■ **Suas tarefas**:
a) Devolva o trecho do artigo sobre educação no Brasil que começa em "De qualquer modo, o" e segue até "ao capital cultural.", sem nenhuma alteração.
b) Segundo o artigo sobre educação no Brasil, quem é o ministro da Educação?
c) Escreva a continuação do artigo sobre educação no Brasil a partir do ponto em que ele termina.

■ **Trecho selecionado**:
'''

Em meio a tantas tragédias neste início de ano, muitos devem estar se perguntando: este país tem futuro? A história brasileira sempre teve altos e baixos frente a tal pergunta. Mais recentemente, a redemocratização inaugurou um período mais otimista, com momentos de euforia no Plano Real e no auge da popularidade de 83% do presidente Lula. Porém, desde as jornadas de junho de 2013, tem predominado o pessimismo. A vitória de Bolsonaro indica uma possibilidade de mudança de humor, mas o começo do governo está muito confuso para se fazer previsões.
De qualquer modo, o fator mais poderoso para nos tirar desses ciclos de euforia e depressão, gerando uma transformação estrutural do Brasil, é a reforma da educação. Somente melhorias contínuas e profundas da política educacional podem atacar os três maiores problemas do país. Primeiro, o combate à desigualdade, pois o ensino de qualidade para todos é o mecanismo intertemporal mais eficaz no aumento da igualdade de oportunidades entre ricos e pobres. Segundo, o crescimento da produtividade da economia, que depende sim de medidas macro e microeconômicas, mas cuja sustentabilidade depende da boa formação escolar do capital humano. E, por fim, o déficit de cidadania, fortemente vinculado à assimetria no acesso à informação e ao capital cultural.
O diagnóstico parece cristalino. Todavia, ao se analisar o conjunto de prioridades dos cem dias do presidente Bolsonaro, claramente se constata que a política educacional tem um lugar secundário no novo governo. Mais do que isso, as falas do ministro da Educação, Ricardo Vélez, demonstram um desconhecimento tanto da história recente do ensino no Brasil como sobre quais são as questões mais relevantes nessa temática. Como todo bom debate começa a partir do benefício da dúvida, pode-se supor que ainda seja cedo para uma avaliação tão peremptória, tendo como pressuposto a crença de que o comandante do MEC poderá aprender com os estudos e experiências educacionais brasileiras e internacionais.

'''

■ **Entradas de anotação de contornos em imagens**:
'''

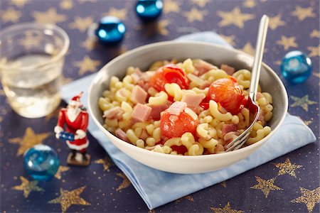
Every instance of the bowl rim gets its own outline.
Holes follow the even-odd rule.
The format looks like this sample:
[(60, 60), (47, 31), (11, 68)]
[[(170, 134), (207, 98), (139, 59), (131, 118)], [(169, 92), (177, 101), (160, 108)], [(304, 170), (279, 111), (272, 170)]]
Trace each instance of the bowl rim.
[[(88, 109), (89, 109), (89, 112), (90, 114), (92, 115), (92, 119), (93, 119), (93, 121), (95, 121), (95, 123), (98, 126), (98, 127), (105, 133), (105, 134), (107, 135), (107, 136), (108, 138), (108, 138), (110, 141), (111, 141), (111, 142), (112, 143), (114, 143), (114, 146), (116, 146), (114, 144), (114, 143), (113, 141), (117, 141), (117, 142), (119, 142), (119, 143), (123, 143), (123, 146), (125, 146), (126, 148), (132, 148), (134, 151), (137, 151), (137, 152), (140, 152), (140, 153), (144, 153), (146, 155), (159, 155), (160, 156), (163, 156), (165, 157), (166, 156), (166, 158), (173, 159), (173, 160), (181, 160), (181, 159), (189, 159), (189, 160), (205, 160), (205, 159), (208, 159), (208, 158), (220, 158), (220, 157), (228, 157), (228, 156), (232, 156), (235, 154), (240, 154), (241, 153), (244, 153), (246, 152), (247, 150), (249, 149), (253, 149), (255, 150), (255, 148), (258, 148), (259, 146), (260, 146), (261, 145), (262, 145), (263, 143), (265, 143), (267, 140), (268, 140), (271, 136), (273, 136), (273, 134), (278, 130), (278, 129), (280, 127), (281, 124), (283, 123), (283, 121), (284, 120), (287, 113), (287, 109), (288, 109), (288, 96), (287, 96), (287, 89), (284, 87), (284, 85), (283, 84), (282, 82), (281, 81), (280, 78), (278, 77), (278, 75), (276, 74), (276, 72), (274, 71), (273, 71), (273, 70), (269, 67), (268, 65), (267, 65), (265, 63), (262, 62), (262, 65), (264, 67), (265, 69), (266, 69), (271, 75), (272, 75), (275, 80), (277, 80), (277, 82), (278, 83), (278, 84), (281, 87), (282, 90), (282, 97), (284, 97), (285, 98), (284, 99), (284, 109), (286, 109), (285, 113), (284, 113), (282, 116), (282, 117), (279, 119), (279, 124), (278, 125), (271, 131), (271, 132), (265, 138), (263, 138), (262, 140), (259, 141), (258, 142), (256, 142), (253, 144), (250, 144), (250, 146), (247, 146), (246, 147), (243, 147), (242, 148), (240, 148), (238, 150), (236, 151), (230, 151), (230, 152), (227, 152), (227, 153), (217, 153), (217, 154), (209, 154), (209, 155), (169, 155), (169, 154), (164, 154), (164, 153), (157, 153), (157, 152), (152, 152), (150, 151), (149, 150), (144, 149), (144, 148), (142, 148), (140, 147), (138, 147), (137, 146), (134, 146), (132, 143), (129, 143), (127, 141), (122, 141), (120, 138), (119, 138), (118, 137), (115, 136), (114, 135), (113, 135), (112, 133), (111, 133), (110, 131), (108, 131), (107, 129), (105, 129), (102, 125), (99, 122), (99, 121), (93, 116), (93, 112), (92, 112), (92, 105), (91, 103), (90, 102), (90, 94), (92, 93), (92, 90), (93, 89), (93, 85), (94, 85), (94, 82), (96, 82), (98, 80), (98, 77), (99, 77), (99, 74), (102, 73), (102, 72), (104, 72), (105, 70), (107, 70), (108, 67), (112, 66), (114, 63), (117, 62), (117, 60), (121, 60), (124, 58), (126, 58), (127, 55), (131, 55), (131, 54), (134, 54), (136, 52), (139, 52), (139, 51), (142, 51), (144, 50), (146, 50), (149, 48), (156, 48), (158, 46), (160, 45), (171, 45), (171, 44), (176, 44), (176, 43), (179, 43), (179, 44), (185, 44), (185, 45), (210, 45), (213, 46), (214, 48), (223, 48), (223, 49), (226, 49), (228, 51), (232, 51), (234, 52), (235, 53), (238, 53), (238, 54), (242, 54), (242, 55), (245, 55), (246, 56), (248, 56), (251, 58), (253, 58), (253, 57), (252, 55), (250, 55), (242, 51), (240, 51), (239, 50), (235, 49), (235, 48), (232, 48), (230, 47), (225, 47), (223, 45), (216, 45), (216, 44), (213, 44), (213, 43), (207, 43), (207, 42), (202, 42), (202, 41), (180, 41), (180, 40), (169, 40), (169, 41), (161, 41), (161, 42), (156, 42), (156, 43), (151, 43), (151, 44), (147, 44), (147, 45), (144, 45), (138, 48), (136, 48), (134, 49), (130, 50), (128, 52), (126, 52), (116, 58), (114, 58), (114, 59), (112, 59), (112, 60), (110, 60), (109, 62), (107, 62), (106, 65), (105, 65), (97, 73), (97, 75), (95, 77), (95, 78), (92, 80), (91, 83), (90, 83), (90, 86), (89, 87), (89, 90), (88, 90), (88, 97), (87, 97), (87, 102), (88, 102)], [(116, 146), (117, 148), (119, 148), (117, 146)], [(122, 150), (121, 150), (121, 151), (122, 151)], [(122, 151), (123, 152), (123, 151)], [(127, 153), (126, 153), (127, 154)], [(130, 158), (130, 155), (129, 155)]]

'''

■ **Respostas por tarefa**:
a)
De qualquer modo, o fator mais poderoso para nos tirar desses ciclos de euforia e depressão, gerando uma transformação estrutural do Brasil, é a reforma da educação. Somente melhorias contínuas e profundas da política educacional podem atacar os três maiores problemas do país. Primeiro, o combate à desigualdade, pois o ensino de qualidade para todos é o mecanismo intertemporal mais eficaz no aumento da igualdade de oportunidades entre ricos e pobres. Segundo, o crescimento da produtividade da economia, que depende sim de medidas macro e microeconômicas, mas cuja sustentabilidade depende da boa formação escolar do capital humano. E, por fim, o déficit de cidadania, fortemente vinculado à assimetria no acesso à informação e ao capital cultural.

b) Ricardo Vélez.

c)
Neste sentido, um documento que pode ajudar nos rumos do novo MEC é o "Educação Já", texto produzido pelo Todos Pela Educação, movimento que congrega vários atores que atuam e apoiam esse campo, em especial gestores públicos, entidades do Terceiro Setor e pesquisadores do assunto. Trata-se de uma proposta que é fruto do amadurecimento do diagnóstico e da agenda para o setor, resultado de muitas pesquisas sobre o Brasil e a educação no mundo, bem como dos aprendizados que os atores tiveram com a implementação da política educacional desde a redemocratização.
Na qualidade de alguém que participou da confecção do documento, posso assegurar que o texto não esgota todas as questões que envolvem o tema educacional no Brasil. Além disso, sempre é possível polemizar com os argumentos ali construídos ou aperfeiçoá-los. Mas qualquer debate aqui depende da utilização da mesma lógica que alimentou a produção dessa proposta, baseada em duas coisas. A primeira é ter como base as evidências dos estudos científicos e da análise de experiências concretas. E a segunda foi o diálogo com vários atores estratégicos, dos mais diferentes grupos e partidos, que participaram da política de educação nos últimos 30 anos.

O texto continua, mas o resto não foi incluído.